Abstract 4182: Unhealed Plaque Ruptures After Stenting in Acute Myocardial Infarction Assessed by Intracoronary Optical Coherence Tomography: Incidence, Predictors, and Clinical Implication
Backgrounds: Non healing after stenting a ruptured thin capped fibroatheroma in acute myocardial infarction (AMI) has been suggested to be a possible cause of late stent thrombosis. Optical coherence tomography (OCT) provides detailed information of ruptured plaques and stent strut coverage. We used OCT to assess the incidence, predictors, and implications of residual plaque rupture after stenting in AMI.
Methods: The HORIZONS-AMI trial was a prospective, multicenter, dual arm factorial trial in which pts with AMI were randomized to different antithrombotic regimens and paclitaxel-eluting TAXUS stents vs. bare metal EXPRESS stents (3:1). Clinical follow-up was performed at 12 months, and angiographic follow-up at 13 months. From this trial, 118 pts who underwent OCT at 13-month follow-up after stent implantation were enrolled in a formal substudy.

### INFORMATION SUPPLIED

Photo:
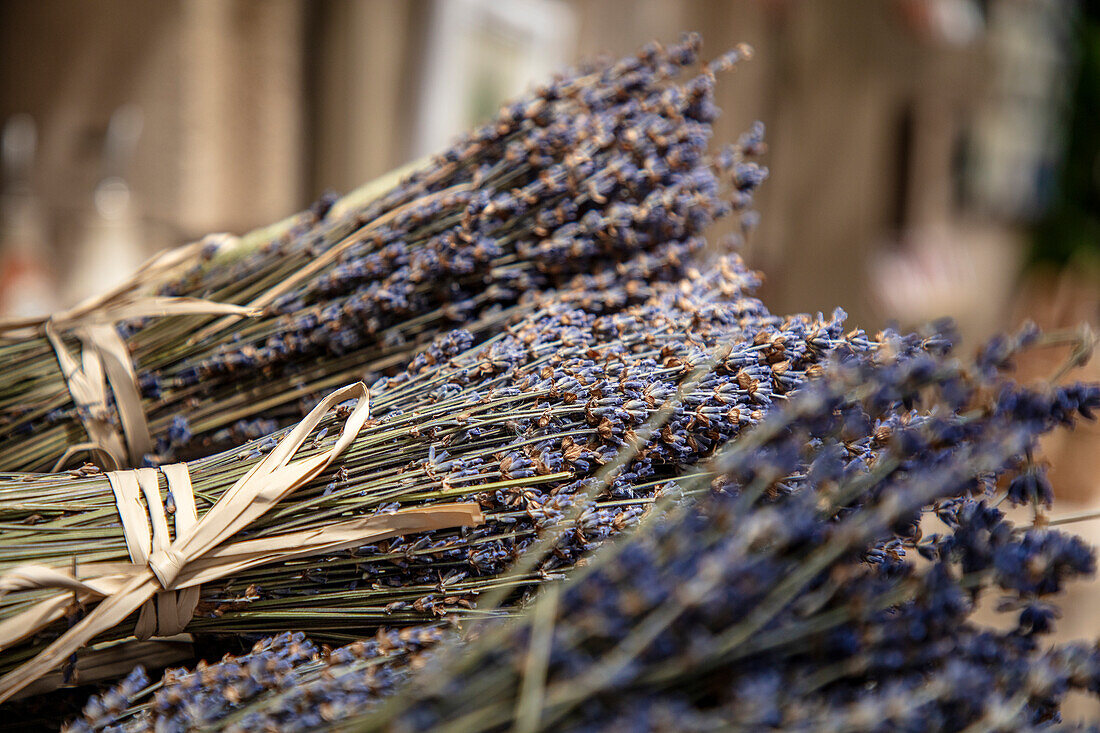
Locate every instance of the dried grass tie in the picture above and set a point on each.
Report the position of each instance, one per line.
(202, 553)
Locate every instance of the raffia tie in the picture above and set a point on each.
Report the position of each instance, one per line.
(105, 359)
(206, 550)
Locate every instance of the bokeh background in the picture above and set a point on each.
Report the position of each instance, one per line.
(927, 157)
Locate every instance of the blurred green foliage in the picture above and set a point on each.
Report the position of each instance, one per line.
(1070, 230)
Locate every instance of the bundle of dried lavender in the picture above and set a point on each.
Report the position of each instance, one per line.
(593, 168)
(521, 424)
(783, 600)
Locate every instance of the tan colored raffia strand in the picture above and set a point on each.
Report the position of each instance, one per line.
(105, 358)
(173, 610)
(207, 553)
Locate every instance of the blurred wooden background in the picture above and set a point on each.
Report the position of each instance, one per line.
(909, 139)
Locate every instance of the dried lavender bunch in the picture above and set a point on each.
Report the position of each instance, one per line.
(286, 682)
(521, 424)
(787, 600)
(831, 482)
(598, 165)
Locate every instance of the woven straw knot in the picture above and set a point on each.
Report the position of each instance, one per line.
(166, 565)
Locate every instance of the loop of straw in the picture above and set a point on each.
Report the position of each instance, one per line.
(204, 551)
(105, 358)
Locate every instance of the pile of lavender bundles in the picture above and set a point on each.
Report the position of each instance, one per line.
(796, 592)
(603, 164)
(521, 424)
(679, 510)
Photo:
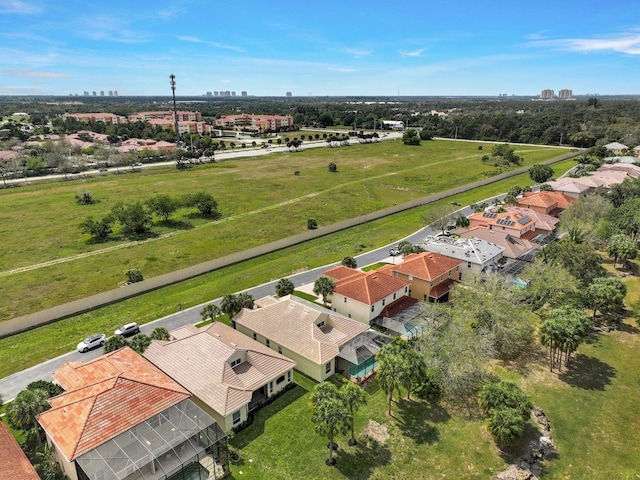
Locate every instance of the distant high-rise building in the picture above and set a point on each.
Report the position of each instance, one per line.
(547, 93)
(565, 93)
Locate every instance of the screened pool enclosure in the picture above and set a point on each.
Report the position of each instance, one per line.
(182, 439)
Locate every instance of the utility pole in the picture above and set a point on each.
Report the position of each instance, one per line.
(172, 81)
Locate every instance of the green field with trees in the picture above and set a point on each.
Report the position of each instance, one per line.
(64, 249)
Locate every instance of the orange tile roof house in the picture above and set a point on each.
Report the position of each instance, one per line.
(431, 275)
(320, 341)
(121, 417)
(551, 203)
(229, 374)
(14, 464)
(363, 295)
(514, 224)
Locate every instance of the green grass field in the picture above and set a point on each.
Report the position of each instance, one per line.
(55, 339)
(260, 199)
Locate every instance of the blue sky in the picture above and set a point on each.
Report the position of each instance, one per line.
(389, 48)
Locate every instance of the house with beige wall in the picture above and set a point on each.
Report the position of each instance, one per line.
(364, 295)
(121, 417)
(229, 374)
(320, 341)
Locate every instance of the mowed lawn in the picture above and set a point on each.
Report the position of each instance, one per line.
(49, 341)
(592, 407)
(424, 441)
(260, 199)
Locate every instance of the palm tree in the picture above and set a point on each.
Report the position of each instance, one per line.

### TASKS
a – Answer these questions from the abstract on plaque ruptures after stenting:
(i) What has been suggested as a possible cause of late stent thrombosis?
(ii) At how many months was angiographic follow-up done?
(iii) How many patients who had OCT at follow-up were enrolled in the substudy?
b – Extend the abstract on plaque ruptures after stenting, picking up right after its last sentence.
The entries have nothing to do with the abstract on plaque ruptures after stenting.

### RESULTS BY TASK
a –
(i) Non healing after stenting a ruptured thin capped fibroatheroma in acute myocardial infarction.
(ii) At 13 months.
(iii) 118 patients.

b –
Results: Unhealed plaque rupture - defined by the persistence of core cavity in the stented segment - was observed in 13 (11.0%) pts. The incidence of residual plaque rupture was not significantly different between TAXUS (12.4 %) and EXPRESS (6.9 %) stent (p=0.52). Residual plaque rupture was detected more frequently in right coronary artery (RCA) than the left coronary artery (LCA), and was associated with a trend toward procedural slow flow after stenting. As measured by OCT at follow-up, the percentage of uncovered stent struts, neointimal volume, and residual thrombus was not significantly different in patients with residual vs. no residual plaque ruptures.
Conclusions: The present OCT study suggests that unhealed plaque ruptures after stenting in AMI are more common in the RCA than the LCA, may be associated with angiographic slow flow, but may not predict the degree of healing, neointimal formation, or stent thrombosis. Further studies are required to confirm these observations, and to determine the relative incidence of this phenomenon after drug-eluting compared to bare metal stents.